ASSIGNMENT: Which lines in the data below contain the word "foliage"? Return each of them.

Start of INPUT FOR THIS TASK

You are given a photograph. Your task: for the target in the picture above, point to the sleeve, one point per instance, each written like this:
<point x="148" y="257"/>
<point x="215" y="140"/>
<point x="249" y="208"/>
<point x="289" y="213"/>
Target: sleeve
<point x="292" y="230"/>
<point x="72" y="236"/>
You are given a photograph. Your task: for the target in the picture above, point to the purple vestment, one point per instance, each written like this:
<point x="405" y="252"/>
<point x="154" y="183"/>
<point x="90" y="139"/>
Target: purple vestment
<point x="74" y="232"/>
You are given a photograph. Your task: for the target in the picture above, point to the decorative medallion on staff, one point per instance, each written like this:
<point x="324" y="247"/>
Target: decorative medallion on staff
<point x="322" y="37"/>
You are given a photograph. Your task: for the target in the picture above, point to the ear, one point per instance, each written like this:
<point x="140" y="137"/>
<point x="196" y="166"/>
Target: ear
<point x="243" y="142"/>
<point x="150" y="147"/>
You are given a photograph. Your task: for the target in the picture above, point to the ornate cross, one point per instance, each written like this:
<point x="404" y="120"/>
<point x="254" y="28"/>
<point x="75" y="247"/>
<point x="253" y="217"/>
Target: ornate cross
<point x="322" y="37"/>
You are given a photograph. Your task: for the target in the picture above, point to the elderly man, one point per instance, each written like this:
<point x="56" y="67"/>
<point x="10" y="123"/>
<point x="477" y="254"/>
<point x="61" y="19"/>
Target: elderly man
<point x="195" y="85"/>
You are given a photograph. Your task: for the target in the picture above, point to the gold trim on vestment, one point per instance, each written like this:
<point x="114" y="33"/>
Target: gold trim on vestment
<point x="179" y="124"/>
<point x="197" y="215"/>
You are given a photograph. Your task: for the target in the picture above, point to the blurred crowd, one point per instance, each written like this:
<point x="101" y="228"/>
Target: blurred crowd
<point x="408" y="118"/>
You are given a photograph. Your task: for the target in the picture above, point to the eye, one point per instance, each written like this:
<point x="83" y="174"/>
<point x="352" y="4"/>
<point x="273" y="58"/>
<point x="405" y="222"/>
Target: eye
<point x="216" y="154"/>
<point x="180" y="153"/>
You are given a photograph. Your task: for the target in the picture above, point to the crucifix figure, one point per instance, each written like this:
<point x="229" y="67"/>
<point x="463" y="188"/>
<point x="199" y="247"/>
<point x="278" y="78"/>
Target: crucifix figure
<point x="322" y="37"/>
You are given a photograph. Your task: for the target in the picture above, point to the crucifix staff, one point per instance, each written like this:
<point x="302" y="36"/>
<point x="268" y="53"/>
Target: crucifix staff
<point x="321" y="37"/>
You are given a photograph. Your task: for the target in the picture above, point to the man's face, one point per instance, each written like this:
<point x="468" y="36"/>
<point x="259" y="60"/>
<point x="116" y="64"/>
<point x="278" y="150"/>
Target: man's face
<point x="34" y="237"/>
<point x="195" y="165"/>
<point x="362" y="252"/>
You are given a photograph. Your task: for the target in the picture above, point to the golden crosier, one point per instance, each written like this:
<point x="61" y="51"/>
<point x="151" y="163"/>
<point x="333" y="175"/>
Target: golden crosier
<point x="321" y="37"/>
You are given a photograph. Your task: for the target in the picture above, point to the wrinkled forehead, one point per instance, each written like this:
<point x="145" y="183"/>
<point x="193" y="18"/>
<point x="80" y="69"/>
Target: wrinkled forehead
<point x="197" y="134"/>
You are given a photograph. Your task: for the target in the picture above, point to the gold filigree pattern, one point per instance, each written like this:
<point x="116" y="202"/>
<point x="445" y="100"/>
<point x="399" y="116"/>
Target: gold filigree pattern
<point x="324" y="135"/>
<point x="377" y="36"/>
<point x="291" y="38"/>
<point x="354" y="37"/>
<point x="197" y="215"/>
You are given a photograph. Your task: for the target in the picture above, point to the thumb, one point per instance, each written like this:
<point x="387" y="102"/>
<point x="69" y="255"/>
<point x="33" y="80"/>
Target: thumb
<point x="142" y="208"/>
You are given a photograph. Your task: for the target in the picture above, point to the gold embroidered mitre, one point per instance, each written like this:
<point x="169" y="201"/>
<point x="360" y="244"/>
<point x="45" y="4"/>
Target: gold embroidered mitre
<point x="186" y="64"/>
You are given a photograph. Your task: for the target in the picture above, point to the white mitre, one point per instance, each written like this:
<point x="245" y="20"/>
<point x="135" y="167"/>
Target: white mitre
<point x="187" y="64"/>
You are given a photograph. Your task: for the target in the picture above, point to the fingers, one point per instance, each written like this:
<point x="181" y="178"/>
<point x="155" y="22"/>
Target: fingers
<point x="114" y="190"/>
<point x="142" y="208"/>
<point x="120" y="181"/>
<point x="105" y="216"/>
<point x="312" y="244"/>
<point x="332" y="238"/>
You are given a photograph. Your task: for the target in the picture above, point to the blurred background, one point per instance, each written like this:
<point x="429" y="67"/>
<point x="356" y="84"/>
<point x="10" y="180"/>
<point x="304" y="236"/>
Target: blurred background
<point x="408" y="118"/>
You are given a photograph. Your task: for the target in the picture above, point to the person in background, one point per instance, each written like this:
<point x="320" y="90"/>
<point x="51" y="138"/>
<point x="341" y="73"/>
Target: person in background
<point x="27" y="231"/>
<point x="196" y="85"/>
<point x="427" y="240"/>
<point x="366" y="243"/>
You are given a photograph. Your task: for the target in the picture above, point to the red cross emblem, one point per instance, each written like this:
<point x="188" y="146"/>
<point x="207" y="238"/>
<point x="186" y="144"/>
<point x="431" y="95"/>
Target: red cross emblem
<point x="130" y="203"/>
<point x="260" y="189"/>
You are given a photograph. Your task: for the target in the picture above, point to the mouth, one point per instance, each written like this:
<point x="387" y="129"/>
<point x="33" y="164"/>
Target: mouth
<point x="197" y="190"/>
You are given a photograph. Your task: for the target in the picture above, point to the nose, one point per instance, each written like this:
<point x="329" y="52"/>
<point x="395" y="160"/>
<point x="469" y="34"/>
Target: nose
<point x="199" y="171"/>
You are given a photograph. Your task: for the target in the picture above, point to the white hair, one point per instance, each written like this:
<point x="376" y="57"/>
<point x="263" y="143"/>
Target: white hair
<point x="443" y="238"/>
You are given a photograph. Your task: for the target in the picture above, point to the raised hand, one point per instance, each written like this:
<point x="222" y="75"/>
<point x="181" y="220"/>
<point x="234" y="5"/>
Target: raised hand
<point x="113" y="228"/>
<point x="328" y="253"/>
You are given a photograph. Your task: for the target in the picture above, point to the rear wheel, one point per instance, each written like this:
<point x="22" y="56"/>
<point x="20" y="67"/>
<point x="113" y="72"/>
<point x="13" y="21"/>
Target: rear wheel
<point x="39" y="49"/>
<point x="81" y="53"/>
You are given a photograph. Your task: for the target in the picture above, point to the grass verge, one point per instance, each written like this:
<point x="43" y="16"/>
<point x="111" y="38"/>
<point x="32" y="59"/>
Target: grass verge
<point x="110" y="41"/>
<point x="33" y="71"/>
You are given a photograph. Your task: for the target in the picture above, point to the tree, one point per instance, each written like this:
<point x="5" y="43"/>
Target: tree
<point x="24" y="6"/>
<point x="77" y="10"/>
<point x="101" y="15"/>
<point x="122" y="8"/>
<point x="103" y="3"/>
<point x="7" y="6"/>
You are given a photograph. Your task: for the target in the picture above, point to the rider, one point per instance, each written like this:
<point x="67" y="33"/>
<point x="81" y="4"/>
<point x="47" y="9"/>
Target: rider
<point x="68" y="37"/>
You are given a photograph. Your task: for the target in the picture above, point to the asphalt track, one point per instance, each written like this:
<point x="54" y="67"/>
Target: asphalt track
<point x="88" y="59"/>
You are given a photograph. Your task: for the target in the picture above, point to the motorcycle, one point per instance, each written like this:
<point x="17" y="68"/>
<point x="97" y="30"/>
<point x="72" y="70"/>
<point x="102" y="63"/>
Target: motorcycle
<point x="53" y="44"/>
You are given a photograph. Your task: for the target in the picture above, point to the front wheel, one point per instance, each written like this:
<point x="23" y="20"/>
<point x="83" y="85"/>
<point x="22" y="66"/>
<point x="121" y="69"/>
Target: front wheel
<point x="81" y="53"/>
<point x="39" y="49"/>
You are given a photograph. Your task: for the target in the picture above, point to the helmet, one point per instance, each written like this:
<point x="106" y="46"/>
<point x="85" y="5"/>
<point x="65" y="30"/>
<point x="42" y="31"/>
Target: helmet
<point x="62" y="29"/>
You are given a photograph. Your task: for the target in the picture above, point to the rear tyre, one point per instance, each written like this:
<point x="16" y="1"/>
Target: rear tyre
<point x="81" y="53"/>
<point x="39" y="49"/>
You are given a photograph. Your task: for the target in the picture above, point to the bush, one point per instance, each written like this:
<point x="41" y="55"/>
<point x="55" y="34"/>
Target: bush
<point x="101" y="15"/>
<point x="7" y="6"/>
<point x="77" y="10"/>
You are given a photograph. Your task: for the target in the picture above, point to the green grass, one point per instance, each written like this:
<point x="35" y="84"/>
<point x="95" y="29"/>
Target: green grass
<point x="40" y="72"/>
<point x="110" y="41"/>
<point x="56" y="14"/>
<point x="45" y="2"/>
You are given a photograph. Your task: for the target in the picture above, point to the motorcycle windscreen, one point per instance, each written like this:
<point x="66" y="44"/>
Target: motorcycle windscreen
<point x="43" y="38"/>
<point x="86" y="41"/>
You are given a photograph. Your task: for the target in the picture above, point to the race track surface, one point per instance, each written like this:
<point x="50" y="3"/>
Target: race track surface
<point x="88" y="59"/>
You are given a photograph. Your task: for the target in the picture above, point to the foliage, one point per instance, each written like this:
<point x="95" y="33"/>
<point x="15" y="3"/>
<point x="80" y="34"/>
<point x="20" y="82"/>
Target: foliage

End of INPUT FOR THIS TASK

REPLY TO THE EXERCISE:
You are given a photograph. Your task: for the target in the picture above, point to the foliage, one point per instance, each written like this:
Target: foliage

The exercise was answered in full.